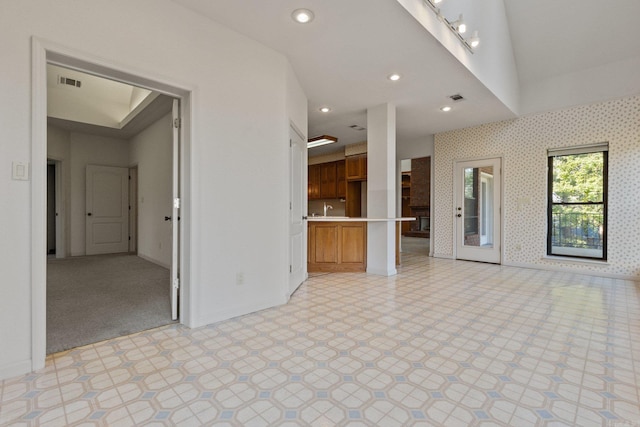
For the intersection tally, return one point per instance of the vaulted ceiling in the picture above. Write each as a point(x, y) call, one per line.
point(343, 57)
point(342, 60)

==*==

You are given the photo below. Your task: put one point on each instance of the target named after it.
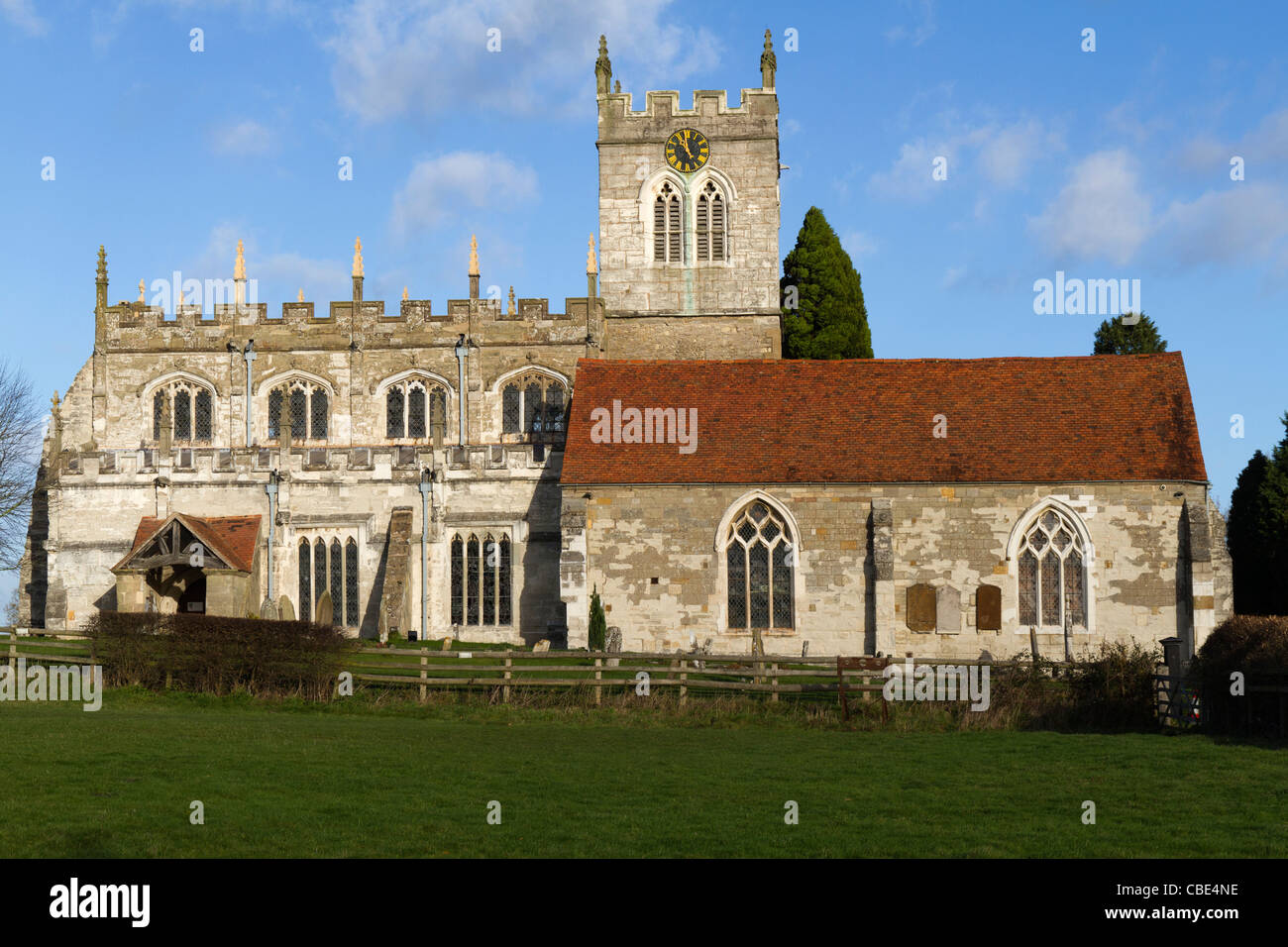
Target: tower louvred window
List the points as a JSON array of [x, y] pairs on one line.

==*==

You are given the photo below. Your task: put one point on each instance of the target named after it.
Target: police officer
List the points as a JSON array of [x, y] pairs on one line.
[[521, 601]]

==*==

_DIRECTIONS_
Format the lines from the one containing "For the intersection" through the one containing "point(342, 60)" as a numbered list, and leave out any blank lines.

_ANSWER IN FULL_
1. For the intersection tally, return one point per instance of the vaulted ceiling in the picture above. Write each as a point(x, y) call, one per line.
2. point(343, 57)
3. point(342, 60)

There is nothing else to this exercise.